(Region annotation entries)
※

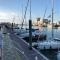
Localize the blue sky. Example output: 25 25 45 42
0 0 60 21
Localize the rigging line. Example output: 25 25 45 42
21 0 29 28
43 8 47 19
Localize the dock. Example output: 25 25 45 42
1 24 49 60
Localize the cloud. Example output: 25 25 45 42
0 12 20 23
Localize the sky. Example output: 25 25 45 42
0 0 60 23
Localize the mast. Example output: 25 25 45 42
29 0 32 49
52 0 54 38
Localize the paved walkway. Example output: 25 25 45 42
10 34 48 60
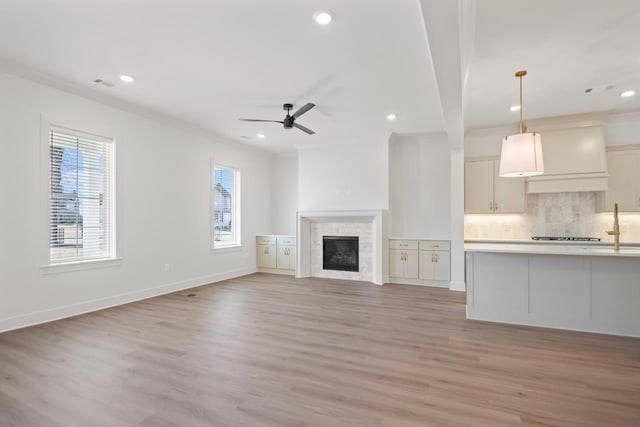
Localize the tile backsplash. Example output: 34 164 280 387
464 192 640 243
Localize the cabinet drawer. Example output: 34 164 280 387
420 240 451 251
389 240 418 249
256 236 276 245
278 237 296 246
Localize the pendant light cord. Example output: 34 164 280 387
520 76 524 133
516 70 527 133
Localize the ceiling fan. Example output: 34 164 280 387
240 102 316 135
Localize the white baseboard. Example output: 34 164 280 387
0 267 257 333
449 282 467 292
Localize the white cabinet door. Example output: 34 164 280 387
256 245 277 268
601 150 640 212
464 159 526 213
433 252 451 282
420 251 451 282
389 249 418 279
464 160 494 213
493 160 526 213
404 251 418 279
389 249 404 277
420 251 436 280
278 246 296 270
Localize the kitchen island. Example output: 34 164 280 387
465 243 640 337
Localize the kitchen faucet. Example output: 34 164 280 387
607 203 620 252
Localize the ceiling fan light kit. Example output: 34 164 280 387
240 102 316 135
500 71 544 178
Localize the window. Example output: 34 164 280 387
211 166 241 248
49 127 115 264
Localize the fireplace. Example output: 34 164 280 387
322 236 359 271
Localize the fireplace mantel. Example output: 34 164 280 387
296 210 386 285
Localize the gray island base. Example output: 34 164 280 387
465 244 640 337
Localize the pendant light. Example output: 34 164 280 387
500 71 544 178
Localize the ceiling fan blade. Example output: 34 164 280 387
293 123 315 135
291 102 316 119
238 119 284 123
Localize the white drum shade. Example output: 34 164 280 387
500 132 544 178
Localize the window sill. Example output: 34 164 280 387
40 258 123 274
211 245 242 254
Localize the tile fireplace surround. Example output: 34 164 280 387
296 211 383 285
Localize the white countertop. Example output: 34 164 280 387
389 236 451 242
464 242 640 257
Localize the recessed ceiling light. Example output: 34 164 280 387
313 10 333 25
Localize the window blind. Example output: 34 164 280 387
212 166 240 248
49 128 115 264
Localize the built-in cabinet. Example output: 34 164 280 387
256 235 296 275
464 159 526 214
389 240 418 279
389 239 451 287
597 146 640 212
420 240 450 282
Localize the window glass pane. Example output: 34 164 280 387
49 130 113 264
212 166 240 247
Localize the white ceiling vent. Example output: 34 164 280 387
93 79 114 87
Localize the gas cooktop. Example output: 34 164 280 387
532 236 600 242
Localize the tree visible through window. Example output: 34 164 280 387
211 166 240 248
49 128 115 264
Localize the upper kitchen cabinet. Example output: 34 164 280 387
596 145 640 212
464 159 525 214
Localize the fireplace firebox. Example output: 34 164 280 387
322 236 359 271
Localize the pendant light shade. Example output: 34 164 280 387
500 132 544 178
500 71 544 178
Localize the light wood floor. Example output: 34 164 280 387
0 274 640 427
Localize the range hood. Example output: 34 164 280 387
527 112 609 193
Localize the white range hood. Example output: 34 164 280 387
527 113 609 193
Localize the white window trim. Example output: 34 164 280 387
40 114 122 274
209 163 242 252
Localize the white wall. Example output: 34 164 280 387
298 135 389 211
272 151 298 235
389 134 451 240
0 73 271 331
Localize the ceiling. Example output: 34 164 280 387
0 0 640 152
465 0 640 129
0 0 444 151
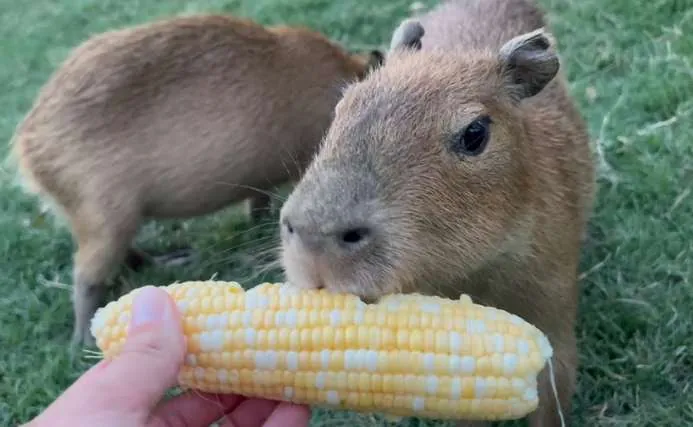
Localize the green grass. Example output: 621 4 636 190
0 0 693 426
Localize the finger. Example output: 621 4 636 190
148 391 244 427
87 286 185 414
264 402 311 427
222 399 279 427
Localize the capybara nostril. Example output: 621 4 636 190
338 227 371 246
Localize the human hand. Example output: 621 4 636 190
25 286 310 427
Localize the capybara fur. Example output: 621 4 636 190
280 0 595 427
13 15 382 344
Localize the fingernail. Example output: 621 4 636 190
131 286 167 327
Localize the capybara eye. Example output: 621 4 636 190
453 116 491 156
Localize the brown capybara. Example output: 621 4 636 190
13 15 382 344
280 0 595 427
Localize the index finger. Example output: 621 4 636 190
148 391 245 427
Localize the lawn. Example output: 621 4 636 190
0 0 693 426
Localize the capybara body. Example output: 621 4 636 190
280 0 594 427
14 15 381 343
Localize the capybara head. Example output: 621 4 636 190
280 21 559 299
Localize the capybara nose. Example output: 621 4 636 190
280 214 373 253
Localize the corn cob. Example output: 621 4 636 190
91 281 552 420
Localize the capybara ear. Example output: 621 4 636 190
499 28 560 100
390 19 425 51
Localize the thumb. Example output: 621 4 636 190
99 286 185 413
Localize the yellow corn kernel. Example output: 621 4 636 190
91 281 552 420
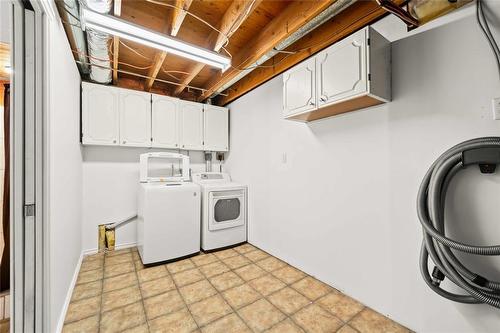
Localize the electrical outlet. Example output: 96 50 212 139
491 97 500 120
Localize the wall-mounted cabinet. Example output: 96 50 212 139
82 82 229 151
283 27 391 121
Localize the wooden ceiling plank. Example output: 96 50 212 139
113 0 122 84
199 0 335 101
174 0 262 96
144 0 193 91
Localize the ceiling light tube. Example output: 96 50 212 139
81 8 231 71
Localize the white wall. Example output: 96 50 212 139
227 13 500 332
46 21 82 332
82 146 208 252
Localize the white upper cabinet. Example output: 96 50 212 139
283 58 316 117
204 104 229 151
151 95 179 149
82 82 120 145
179 100 204 150
283 27 391 122
316 29 367 107
120 89 151 147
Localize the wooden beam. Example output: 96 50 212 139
113 0 122 84
215 0 403 105
174 0 262 96
199 0 335 101
144 0 193 91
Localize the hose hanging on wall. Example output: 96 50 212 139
417 137 500 308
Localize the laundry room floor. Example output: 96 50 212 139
63 244 410 333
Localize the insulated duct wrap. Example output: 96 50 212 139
84 0 112 83
417 137 500 308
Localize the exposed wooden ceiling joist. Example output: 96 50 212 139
198 0 335 101
145 0 193 91
174 0 262 96
113 0 122 84
216 0 394 105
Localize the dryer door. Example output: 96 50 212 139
208 189 246 231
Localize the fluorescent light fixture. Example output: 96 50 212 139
81 8 231 71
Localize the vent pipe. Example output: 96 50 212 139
83 0 112 84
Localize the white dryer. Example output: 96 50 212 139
193 172 248 251
137 153 201 265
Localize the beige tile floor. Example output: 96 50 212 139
63 244 409 333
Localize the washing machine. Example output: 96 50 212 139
193 172 248 251
137 153 201 265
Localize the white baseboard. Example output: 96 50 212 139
82 242 137 256
56 253 83 333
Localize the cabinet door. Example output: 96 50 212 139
151 95 179 148
283 58 316 117
120 89 151 147
179 101 203 150
203 104 229 151
82 82 119 145
316 29 367 107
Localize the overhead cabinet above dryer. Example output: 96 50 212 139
283 27 391 122
82 82 229 151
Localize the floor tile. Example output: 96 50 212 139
103 272 137 292
76 269 103 284
222 284 262 309
104 252 133 266
238 299 285 332
234 264 267 281
200 261 229 278
292 276 333 301
223 255 250 269
248 274 285 296
166 259 195 274
104 262 135 278
201 313 252 333
71 280 102 301
191 253 219 266
210 272 244 291
214 249 238 260
144 290 185 320
80 258 104 272
172 268 205 288
65 296 101 323
349 308 410 333
257 257 286 272
272 265 306 284
140 276 175 298
243 250 269 262
99 302 146 333
179 279 217 304
293 304 344 333
149 309 197 333
137 265 168 282
316 291 364 322
62 316 99 333
234 243 257 254
267 287 311 315
121 324 149 333
189 295 232 326
266 318 304 333
337 324 359 333
102 286 141 312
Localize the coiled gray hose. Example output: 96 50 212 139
417 137 500 308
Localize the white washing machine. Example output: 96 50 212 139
137 153 201 265
193 172 248 251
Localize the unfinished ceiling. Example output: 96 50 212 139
58 0 398 104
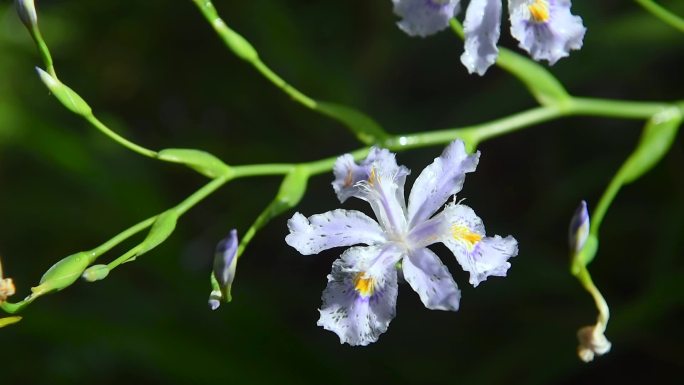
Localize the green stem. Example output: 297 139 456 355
568 97 672 119
173 175 234 216
88 216 157 262
634 0 684 32
576 265 610 332
83 113 157 159
29 25 57 79
193 0 317 110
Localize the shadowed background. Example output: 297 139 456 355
0 0 684 384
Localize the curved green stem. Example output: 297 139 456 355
84 113 157 159
634 0 684 32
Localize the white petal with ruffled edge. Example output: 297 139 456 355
392 0 460 37
461 0 501 76
318 246 401 345
285 209 386 255
402 248 461 311
408 140 480 226
440 204 518 286
508 0 587 65
332 147 411 236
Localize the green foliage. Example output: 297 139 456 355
31 252 92 297
36 68 92 116
620 108 682 183
157 148 230 178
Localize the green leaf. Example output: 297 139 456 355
135 210 178 256
31 252 92 296
496 48 570 106
620 108 682 183
82 265 109 282
276 166 309 207
157 148 230 178
316 101 389 144
36 67 92 116
0 316 21 328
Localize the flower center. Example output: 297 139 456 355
368 167 378 187
527 0 549 23
354 272 375 298
451 225 482 250
0 278 15 302
344 168 354 187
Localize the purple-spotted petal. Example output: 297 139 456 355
318 246 401 345
461 0 501 75
332 154 371 203
392 0 460 37
440 204 518 286
408 139 480 226
508 0 586 64
333 147 410 234
402 248 461 311
285 209 385 255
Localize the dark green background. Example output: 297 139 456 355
0 0 684 385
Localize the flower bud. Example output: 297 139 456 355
0 261 16 303
36 67 92 116
82 265 109 282
31 252 91 296
568 201 589 254
14 0 38 29
209 229 238 310
577 325 611 362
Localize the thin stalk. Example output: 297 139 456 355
634 0 684 32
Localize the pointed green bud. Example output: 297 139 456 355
31 252 91 296
83 265 109 282
14 0 38 29
136 210 178 256
36 67 92 116
621 107 682 183
157 148 230 178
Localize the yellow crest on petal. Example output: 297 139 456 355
354 273 375 298
451 225 482 250
527 0 550 23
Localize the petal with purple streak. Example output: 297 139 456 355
461 0 501 75
285 209 386 255
440 204 518 286
408 139 480 226
508 0 586 65
318 246 401 346
402 248 461 311
392 0 460 37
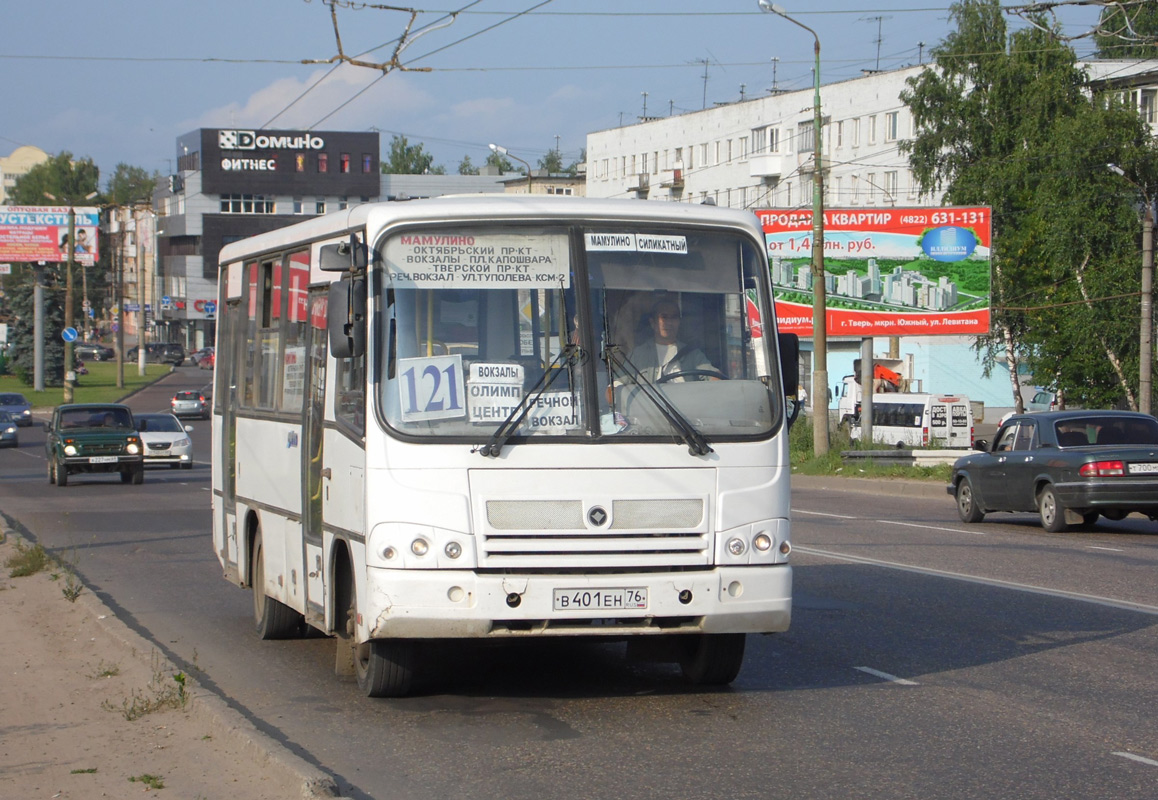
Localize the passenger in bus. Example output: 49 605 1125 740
628 298 719 383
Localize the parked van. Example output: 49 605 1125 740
845 392 973 449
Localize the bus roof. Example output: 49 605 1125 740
218 193 761 264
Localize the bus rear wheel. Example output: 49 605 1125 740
354 639 418 697
680 633 747 687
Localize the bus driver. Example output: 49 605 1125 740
629 298 719 383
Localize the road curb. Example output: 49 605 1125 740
0 523 340 800
792 475 948 499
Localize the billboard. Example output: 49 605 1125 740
755 206 991 337
0 206 101 266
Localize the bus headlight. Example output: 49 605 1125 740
366 522 478 570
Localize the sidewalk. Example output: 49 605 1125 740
0 527 336 800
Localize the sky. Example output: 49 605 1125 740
0 0 1097 182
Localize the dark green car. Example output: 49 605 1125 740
44 403 145 486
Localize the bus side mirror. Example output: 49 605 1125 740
317 234 368 272
325 278 366 359
776 333 800 397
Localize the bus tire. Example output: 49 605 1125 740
680 633 747 687
250 531 302 639
354 639 418 697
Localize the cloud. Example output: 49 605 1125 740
448 97 516 122
185 65 434 130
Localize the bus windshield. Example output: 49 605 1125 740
376 222 783 440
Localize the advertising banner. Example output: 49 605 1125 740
755 206 991 337
0 206 101 266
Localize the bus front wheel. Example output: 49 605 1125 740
680 633 747 687
250 531 302 639
354 639 418 697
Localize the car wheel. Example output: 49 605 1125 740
250 531 302 639
680 633 747 687
1038 485 1069 534
957 477 985 522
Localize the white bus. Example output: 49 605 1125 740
213 196 797 697
846 392 974 449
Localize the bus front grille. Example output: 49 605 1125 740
479 499 711 568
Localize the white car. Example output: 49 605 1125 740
133 412 193 469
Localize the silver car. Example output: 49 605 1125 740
170 391 210 419
0 391 32 427
133 413 193 469
0 411 20 447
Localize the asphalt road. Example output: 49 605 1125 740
0 377 1158 800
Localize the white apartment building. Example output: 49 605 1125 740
587 60 1158 419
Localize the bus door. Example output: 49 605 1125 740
213 300 244 566
301 286 328 625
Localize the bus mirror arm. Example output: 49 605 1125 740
325 278 366 359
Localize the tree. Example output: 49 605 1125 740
538 151 563 175
901 0 1158 409
486 151 522 175
107 163 161 206
8 153 101 206
382 134 446 175
1094 2 1158 58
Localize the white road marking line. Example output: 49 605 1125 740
853 667 921 687
873 520 985 536
792 544 1158 616
792 508 860 520
1109 753 1158 766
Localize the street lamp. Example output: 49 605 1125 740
488 144 532 195
758 0 829 456
1106 164 1158 413
44 187 96 403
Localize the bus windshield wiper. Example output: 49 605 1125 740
478 344 582 458
603 344 712 455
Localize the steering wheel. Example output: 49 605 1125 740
655 367 727 383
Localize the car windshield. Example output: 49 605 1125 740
1054 416 1158 447
376 223 782 443
137 414 185 433
60 409 133 428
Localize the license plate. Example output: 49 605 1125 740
555 588 647 611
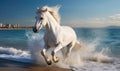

※

> _INSTRUCTIONS FOR THE TASK_:
Copy out the lines between the line holding "Localize the bus mirror" and the line holding "1094 2 1158 58", including both of those lines, without changing anything.

> _RESULT OF THIS EXERCISE_:
Localize the bus mirror arm. Example output: 49 605 1125 740
325 278 366 359
Localize the tree. Example output: 49 605 1125 740
538 151 563 175
901 0 1158 409
486 151 522 175
107 163 161 206
8 153 101 206
382 134 446 175
1094 2 1158 58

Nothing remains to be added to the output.